* **Goal A**
Write out the passage on the all-English Champions League final word for word, everything from "English teams have" down to "Dragão, in Porto.".

* **Text to read**

------

There’s a certain pervading imprint of history, myth and folklore that the English game brings to football which has its roots deeply embedded into the way football was played and glorified through the years in Britain since the turn of the 20th century.

English teams have reached the Champions League final on twelve occasions, throughout the long spanning history of the competition since its formation in 1955.

Last night’s game between Chelsea and Manchester City was the third all-English final in the rich history of Europe’s premier club competition and Chelsea delivered a masterclass to beat the Premier League champions Man City on a windy night in the Estádio do Dragão, in Porto.

At the final whistle in the Estádio do Dragão, as the air whooshed out through the stadium roof and the night sky crackled with a weird, irresistible energy, Pep Guardiola wandered off into a patch of green space and stood watching. He edged away from the capering figures skirting him tactfully like a hazard in a water course. He ran a hand over his gleaming skull, oddly tender in all that noise and light. Eventually he noticed Sergio Agüero standing on his own nearby and went in for a jittery hug.

------

* **Recorded information**
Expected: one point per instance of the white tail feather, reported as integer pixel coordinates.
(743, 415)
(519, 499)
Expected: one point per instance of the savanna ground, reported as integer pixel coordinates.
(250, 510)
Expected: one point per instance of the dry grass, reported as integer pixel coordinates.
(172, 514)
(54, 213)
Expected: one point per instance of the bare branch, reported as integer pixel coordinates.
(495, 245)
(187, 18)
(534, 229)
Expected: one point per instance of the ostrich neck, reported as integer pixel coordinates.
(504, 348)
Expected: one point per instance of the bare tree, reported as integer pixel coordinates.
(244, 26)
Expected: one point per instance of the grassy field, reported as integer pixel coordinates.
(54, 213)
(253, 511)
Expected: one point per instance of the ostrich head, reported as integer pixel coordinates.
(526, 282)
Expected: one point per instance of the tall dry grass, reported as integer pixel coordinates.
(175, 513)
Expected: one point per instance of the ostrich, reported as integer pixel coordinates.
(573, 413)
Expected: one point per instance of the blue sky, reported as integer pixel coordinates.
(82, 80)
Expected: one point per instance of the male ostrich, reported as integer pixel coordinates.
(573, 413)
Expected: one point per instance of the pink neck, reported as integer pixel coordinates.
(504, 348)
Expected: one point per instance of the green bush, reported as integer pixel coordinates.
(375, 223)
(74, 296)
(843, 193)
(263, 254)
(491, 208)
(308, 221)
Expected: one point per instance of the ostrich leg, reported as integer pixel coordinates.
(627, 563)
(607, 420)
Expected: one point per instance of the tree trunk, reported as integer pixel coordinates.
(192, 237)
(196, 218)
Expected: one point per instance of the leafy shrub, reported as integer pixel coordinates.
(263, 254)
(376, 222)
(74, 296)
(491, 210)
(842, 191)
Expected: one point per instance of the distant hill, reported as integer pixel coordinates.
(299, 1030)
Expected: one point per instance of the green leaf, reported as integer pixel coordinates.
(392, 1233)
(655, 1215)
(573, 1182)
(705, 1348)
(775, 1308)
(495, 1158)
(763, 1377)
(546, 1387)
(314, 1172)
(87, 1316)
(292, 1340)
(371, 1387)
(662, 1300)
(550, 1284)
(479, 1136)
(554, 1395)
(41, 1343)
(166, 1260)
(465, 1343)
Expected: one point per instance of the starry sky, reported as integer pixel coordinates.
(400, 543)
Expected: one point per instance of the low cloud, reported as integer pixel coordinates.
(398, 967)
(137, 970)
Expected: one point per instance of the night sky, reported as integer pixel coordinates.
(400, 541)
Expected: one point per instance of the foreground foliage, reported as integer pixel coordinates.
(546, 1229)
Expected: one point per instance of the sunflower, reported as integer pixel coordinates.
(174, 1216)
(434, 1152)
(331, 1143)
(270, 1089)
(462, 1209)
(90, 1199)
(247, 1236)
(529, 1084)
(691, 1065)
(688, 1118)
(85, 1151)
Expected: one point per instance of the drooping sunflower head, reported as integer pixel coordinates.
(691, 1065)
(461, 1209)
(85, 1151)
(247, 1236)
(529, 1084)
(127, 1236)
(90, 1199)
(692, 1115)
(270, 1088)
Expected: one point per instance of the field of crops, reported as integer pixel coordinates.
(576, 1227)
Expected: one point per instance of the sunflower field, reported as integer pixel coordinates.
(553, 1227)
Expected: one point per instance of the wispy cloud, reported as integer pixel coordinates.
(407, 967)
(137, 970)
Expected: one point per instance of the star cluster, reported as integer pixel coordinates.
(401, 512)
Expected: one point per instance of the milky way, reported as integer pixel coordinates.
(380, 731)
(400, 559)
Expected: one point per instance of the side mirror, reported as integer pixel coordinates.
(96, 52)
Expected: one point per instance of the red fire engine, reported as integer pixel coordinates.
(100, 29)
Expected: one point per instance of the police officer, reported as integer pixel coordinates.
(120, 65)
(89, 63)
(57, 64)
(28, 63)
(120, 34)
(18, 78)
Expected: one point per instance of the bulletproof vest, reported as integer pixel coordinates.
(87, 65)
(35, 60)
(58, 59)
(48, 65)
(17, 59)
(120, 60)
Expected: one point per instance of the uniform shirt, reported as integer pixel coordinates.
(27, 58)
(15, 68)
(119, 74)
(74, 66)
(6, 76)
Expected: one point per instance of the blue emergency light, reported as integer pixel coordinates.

------

* **Goal B**
Show each line of the records above that contains the string "field". Uppercase and lowercase letters count as different.

* **Expected output A**
English teams have reached the Champions League final on twelve occasions, throughout the long spanning history of the competition since its formation in 1955.

Last night’s game between Chelsea and Manchester City was the third all-English final in the rich history of Europe’s premier club competition and Chelsea delivered a masterclass to beat the Premier League champions Man City on a windy night in the Estádio do Dragão, in Porto.

* **Expected output B**
Expected: one point per instance of the grassy field, reported as integer pixel coordinates.
Expected: one point per instance of the field of crops, reported as integer pixel coordinates.
Expected: one point per instance of the sunflower field, reported as integer pixel coordinates.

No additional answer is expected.